◆ EXCERPTED TEXT
Living Beyond My Illness

On Thursday, February 16, 2006, I almost died. I’d been trying to recover from seven years of being poisoned from overmedication, and finally, on Monday, the l3th, my body decided to purge itself of the poisons once and for all.

I was in such horrific pain from my stomach that I could barely move. I had to stop eating, and if I could have died, I would have. By Thursday morning I was in such agony that I passed out three times in six hours. The first time I banged up my left knee and my forehead. The second time I whacked my right arm and the right side of my nose. The third time I fell down straight so hard that my left upper teeth smashed into my lower teeth and then through my mouth.

When I came to and saw all the blood, I thought I’d just go back to sleep on the nice, cool floor and never get up. But a voice in my head started yelling at me: “Get up! Did you hear me? Get up! You can do it! Get up right now! Get up! Get up!”

So just to shut the voice up, I got up and wiped up the blood and went back to bed. And that’s when I really began to recover.

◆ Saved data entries

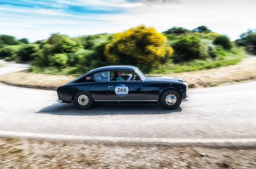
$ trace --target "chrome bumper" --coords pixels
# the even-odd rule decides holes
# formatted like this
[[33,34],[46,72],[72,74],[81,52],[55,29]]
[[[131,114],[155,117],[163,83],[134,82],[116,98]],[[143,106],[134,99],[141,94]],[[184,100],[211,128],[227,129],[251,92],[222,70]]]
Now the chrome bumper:
[[58,98],[56,101],[57,102],[58,102],[59,103],[63,103],[63,101],[62,101],[61,100],[59,99]]
[[187,95],[186,96],[187,97],[186,98],[186,99],[182,100],[183,101],[189,101],[189,96]]

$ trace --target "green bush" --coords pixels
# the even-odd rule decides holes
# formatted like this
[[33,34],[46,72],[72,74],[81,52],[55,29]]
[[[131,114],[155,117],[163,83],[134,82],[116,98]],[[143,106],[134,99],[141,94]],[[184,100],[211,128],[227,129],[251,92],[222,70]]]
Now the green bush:
[[209,56],[212,58],[215,58],[217,57],[217,54],[211,46],[208,46],[208,53]]
[[206,56],[200,38],[195,35],[183,36],[174,44],[175,62],[201,59]]
[[23,45],[17,52],[17,56],[23,61],[28,61],[34,59],[31,54],[38,51],[36,47],[33,45]]
[[58,68],[64,68],[67,65],[67,56],[64,54],[55,54],[49,57],[50,65],[56,66]]
[[11,57],[15,53],[15,51],[9,46],[3,48],[0,51],[0,57],[4,58],[6,57]]
[[38,67],[48,66],[49,64],[48,58],[44,55],[44,50],[41,50],[36,53],[31,54],[31,56],[34,58],[35,61],[33,65]]
[[84,46],[84,48],[89,49],[92,48],[94,45],[95,39],[98,37],[93,36],[84,36],[81,37],[80,40],[82,45]]
[[215,45],[220,45],[225,49],[229,50],[232,48],[232,44],[228,37],[226,36],[220,36],[215,38],[213,44]]
[[58,33],[52,34],[47,43],[50,45],[53,54],[75,53],[81,47],[79,40],[72,40],[67,36]]
[[190,31],[183,27],[174,27],[166,31],[163,32],[163,34],[167,34],[180,35],[181,34],[188,34]]
[[7,35],[0,35],[0,39],[3,43],[7,45],[19,45],[20,42],[16,40],[15,37]]
[[216,48],[216,50],[217,56],[221,60],[224,60],[227,56],[227,53],[222,48],[218,47]]
[[29,40],[26,38],[22,38],[19,39],[18,41],[20,42],[21,43],[23,43],[25,44],[28,44],[29,43]]
[[198,27],[193,29],[192,31],[192,32],[205,32],[205,33],[209,33],[211,32],[211,31],[210,30],[208,29],[208,28],[205,26],[200,26]]

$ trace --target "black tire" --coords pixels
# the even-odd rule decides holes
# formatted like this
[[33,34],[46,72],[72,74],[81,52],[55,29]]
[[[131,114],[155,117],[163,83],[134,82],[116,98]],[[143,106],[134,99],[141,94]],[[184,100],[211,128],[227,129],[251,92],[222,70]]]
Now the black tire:
[[[171,96],[171,97],[173,97],[174,96],[175,96],[175,98],[176,98],[176,103],[174,103],[175,102],[175,100],[173,101],[172,101],[171,104],[174,104],[173,105],[170,105],[170,104],[168,104],[169,102],[166,101],[166,101],[166,99],[169,96]],[[161,95],[161,97],[160,98],[160,100],[159,102],[160,102],[160,104],[162,107],[167,110],[173,110],[177,108],[181,103],[181,101],[182,100],[182,98],[180,95],[180,93],[177,91],[175,90],[169,90],[164,92]]]
[[[79,98],[80,101],[78,100]],[[80,92],[75,95],[73,98],[73,102],[79,109],[88,110],[93,107],[94,101],[90,94],[86,92]],[[84,105],[83,105],[83,104]]]

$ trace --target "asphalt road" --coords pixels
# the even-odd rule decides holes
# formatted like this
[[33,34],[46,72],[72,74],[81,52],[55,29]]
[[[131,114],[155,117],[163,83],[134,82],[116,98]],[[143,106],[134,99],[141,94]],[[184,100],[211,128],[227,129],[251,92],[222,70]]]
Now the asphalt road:
[[[6,65],[0,68],[0,75],[29,66]],[[140,138],[256,138],[256,82],[189,90],[189,101],[174,110],[159,104],[98,104],[80,110],[73,104],[57,103],[56,92],[0,84],[0,131]]]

◆ WHAT TO PRODUCE
In the text, how many times did the writer pass out on Thursday morning, and over how many hours? Please rely only on the text, not on the entries.

◆ COMPLETED EXERCISE
Three times in six hours.